CONSIGNE ->
Répondez, s'il vous plaît, à ces trois questions sur l'extrait :
1. Dans combien des 98 systèmes jeunes analysés les astronomes ont-ils observé une « oscillation » des étoiles ?
2. Quel nom donne-t-on aux disques qui présentent un grand espace interne « vide » ?
3. Quelle orbite est indiquée comme référence dans la reconstruction du jeune Système solaire ?

EXTRAIT ->
***
Comment se forment les systèmes planétaires comme notre Système solaire – et à quel stade précoce de la vie d'une étoile les planètes commencent-elles à façonner leurs trajectoires ? La dernière analyse des données du télescope spatial Gaia de l'Agence spatiale européenne (ESA), combinée aux observations du radiotélescope ALMA au Chili, offre l'aperçu statistique le plus détaillé à ce jour sur ce qui se passe dans les parties internes des disques protoplanétaires autour d'étoiles très jeunes. Dans 31 des 98 systèmes jeunes analysés, les astronomes ont observé une subtile « oscillation » des étoiles qui révèle une société cachée : des planètes, des naines brunes et des étoiles supplémentaires.
Des nuages de gaz au système stellaire « bébé »
Chaque système stellaire commence comme un immense nuage froid de gaz et de poussière dans l'espace interstellaire. Sous sa propre gravité, le nuage commence à s'effondrer. À mesure que la matière s'écoule vers le centre, le nuage accélère, s'aplatit et prend la forme d'un disque en rotation. Au centre, un noyau dense et incandescent se forme – la future étoile – tandis qu'autour d'elle s'étend un disque protoplanétaire, un réservoir de matière à partir duquel naissent les planètes, les lunes et les corps plus petits.
Dans une partie de ces disques, les astronomes observent un grand espace interne « vide », une cavité dans la poussière à des distances de quelques-unes à plusieurs dizaines d'unités astronomiques (UA) de l'étoile. Ces objets sont appelés disques de transition. Les lacunes ne sont pas réellement totalement vides – elles contiennent toujours du gaz et des particules fines – mais l'absence de poussière est visible aux longueurs d'onde infrarouges et millimétriques. L'une des principales explications a longtemps été que les cavités sont creusées par une planète massive ou plusieurs planètes qui « nettoient » leurs orbites.
Grâce à l'interféromètre ALMA, les astronomes photographient ces dernières années les disques de transition avec une résolution spatiale incroyable. Sur les collages obtenus par ALMA, les disques sont souvent représentés dans des tons d'orange et de violet, les anneaux les plus brillants indiquant des accumulations de poussière millimétrique. Dans le dernier travail, une partie de ces images ALMA – 31 systèmes stellaires « bébés » – a été assemblée dans une image commune sur laquelle se trouve, dans le coin inférieur droit, une reconstruction du jeune Système solaire à l'âge d'environ un million d'années, avec l'orbite de Jupiter indiquée comme référence.
***
DONNÉES RECUEILLIES ->
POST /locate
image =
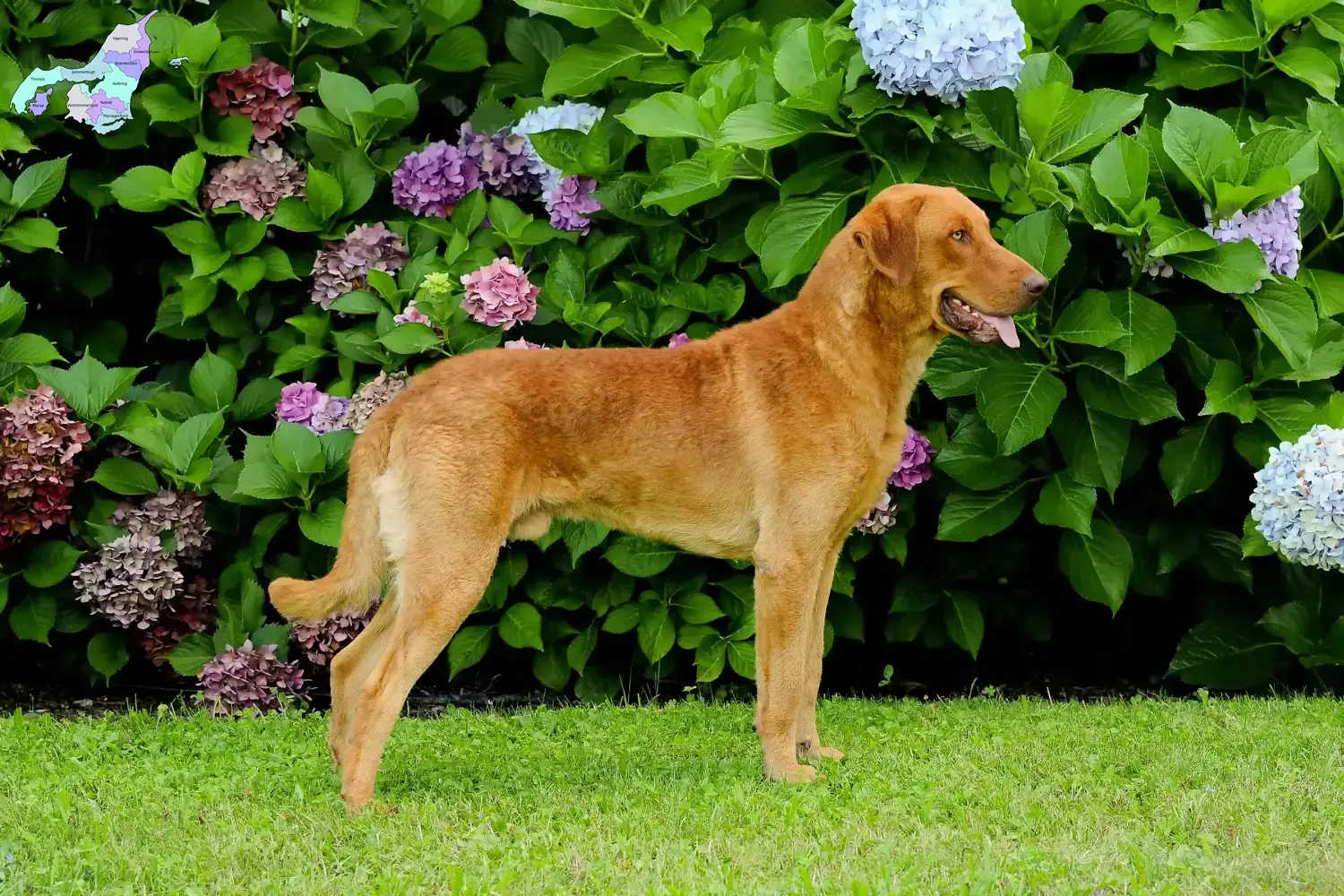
***
RÉPONSE ->
1. Dans 31 systèmes.
2. Les disques de transition.
3. L'orbite de Jupiter.